Religious Pillars – God Looks at the Heart
Can you gain favor with God by fulfilling outward deeds—like following religious pillars? Imagine a secret atheist who observes religious requirements to please his parents. They might be satisfied, but not the all-knowing God. He demands sincerity. A businessman, though outwardly religious, cleverly cheats his clients. He never gets caught, and people praise him for his religiosity. That might pass in society, but not before God. He demands purity. Finally, another man believes in God and carefully observes all the laws, rules, and requirements. His religion constrains him to treat people fairly, which he does. But deep down, the man is proud in heart and feels contempt for others. People praise him, but not God. He demands humility.
With a bit of effort, people can keep religious requirements. But to truly honor God requires far more. Some claim the following five points, principles, or pillars are central to true religion: 1) belief, 2) worship, 3) charitable giving, 4) fasting and 5) pilgrimage. The Bible strongly affirms these five points, but to them it adds some interesting and provocative twists.
Religious Pillars – Five Examples
Here are five examples of religious pillars:
Belief - Religions generally have a creed—an abbreviated set of accepted beliefs. The teachings of the Bible center on Jesus Christ, about whom it says a great deal. One short, poetic form states things this way: “He appeared in the flesh, was vindicated by the Spirit, was seen by angels, was preached among the nations, was believed on in the world, was taken up in glory” (1 Timothy 3:16). Another place says this: “No one who denies the Son has the Father; whoever acknowledges the Son has the Father also” (1 John 2:23).
Worship - Prayer five, ten, or even twenty times a day is not enough for God. He wants our entire lives. As He told Abraham: “Walk before me faithfully and be blameless” (Genesis 17:1). The New Testament tells us to “Rejoice always, pray continually, give thanks in all circumstances; for this is God’s will for you in Christ Jesus” (1 Thessalonians 5:16-18). Our hearts and lives, therefore, should be filled with worship every minute of every day. God doesn’t need our worship. It is we who need to worship Him. Without it, even if we claim to follow the truth, we will inevitably turn to the false gods of wealth, power, fame, or pleasure.

- [What is needed]:
Reproduce the passage of the text on religious pillars from "Religious Pillars – God" to "He demands humility." word for word.

- [Material shown]:
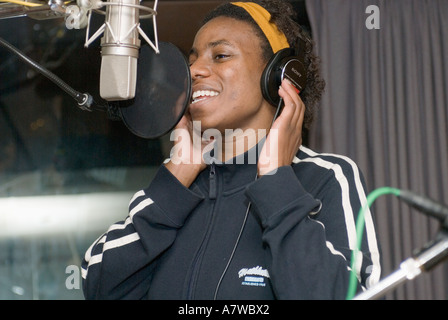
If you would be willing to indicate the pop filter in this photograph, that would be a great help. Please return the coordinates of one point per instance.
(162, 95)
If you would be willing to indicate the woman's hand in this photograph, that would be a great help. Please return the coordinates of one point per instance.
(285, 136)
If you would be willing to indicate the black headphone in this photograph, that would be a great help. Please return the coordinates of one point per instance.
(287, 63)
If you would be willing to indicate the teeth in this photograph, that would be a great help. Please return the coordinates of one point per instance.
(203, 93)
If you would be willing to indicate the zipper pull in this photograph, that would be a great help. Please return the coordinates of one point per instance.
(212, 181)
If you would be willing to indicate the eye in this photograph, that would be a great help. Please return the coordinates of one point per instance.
---
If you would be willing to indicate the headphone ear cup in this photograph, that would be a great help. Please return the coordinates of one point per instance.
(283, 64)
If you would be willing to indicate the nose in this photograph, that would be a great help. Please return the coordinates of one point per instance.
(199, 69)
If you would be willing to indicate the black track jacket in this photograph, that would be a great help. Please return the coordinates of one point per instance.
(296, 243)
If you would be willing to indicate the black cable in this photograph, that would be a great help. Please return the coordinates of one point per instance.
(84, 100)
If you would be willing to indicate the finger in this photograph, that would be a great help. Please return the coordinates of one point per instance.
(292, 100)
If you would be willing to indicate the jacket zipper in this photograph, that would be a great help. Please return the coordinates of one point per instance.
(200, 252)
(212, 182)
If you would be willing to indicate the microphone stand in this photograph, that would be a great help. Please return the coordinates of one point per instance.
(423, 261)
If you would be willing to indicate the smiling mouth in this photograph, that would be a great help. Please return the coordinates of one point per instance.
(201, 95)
--
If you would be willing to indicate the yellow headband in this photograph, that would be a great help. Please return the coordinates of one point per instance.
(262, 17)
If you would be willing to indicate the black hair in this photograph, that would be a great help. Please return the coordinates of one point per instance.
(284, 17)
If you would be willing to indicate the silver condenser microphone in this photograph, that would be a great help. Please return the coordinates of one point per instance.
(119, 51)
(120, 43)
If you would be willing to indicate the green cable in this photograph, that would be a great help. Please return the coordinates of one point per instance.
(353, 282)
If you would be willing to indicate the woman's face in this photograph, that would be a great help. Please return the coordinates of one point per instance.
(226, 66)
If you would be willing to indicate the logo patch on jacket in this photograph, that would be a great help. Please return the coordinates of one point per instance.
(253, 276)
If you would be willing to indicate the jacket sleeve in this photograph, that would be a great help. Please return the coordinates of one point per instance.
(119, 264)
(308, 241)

- [Solution for this exercise]:
Religious Pillars – God Looks at the Heart
Can you gain favor with God by fulfilling outward deeds—like following religious pillars? Imagine a secret atheist who observes religious requirements to please his parents. They might be satisfied, but not the all-knowing God. He demands sincerity. A businessman, though outwardly religious, cleverly cheats his clients. He never gets caught, and people praise him for his religiosity. That might pass in society, but not before God. He demands purity. Finally, another man believes in God and carefully observes all the laws, rules, and requirements. His religion constrains him to treat people fairly, which he does. But deep down, the man is proud in heart and feels contempt for others. People praise him, but not God. He demands humility.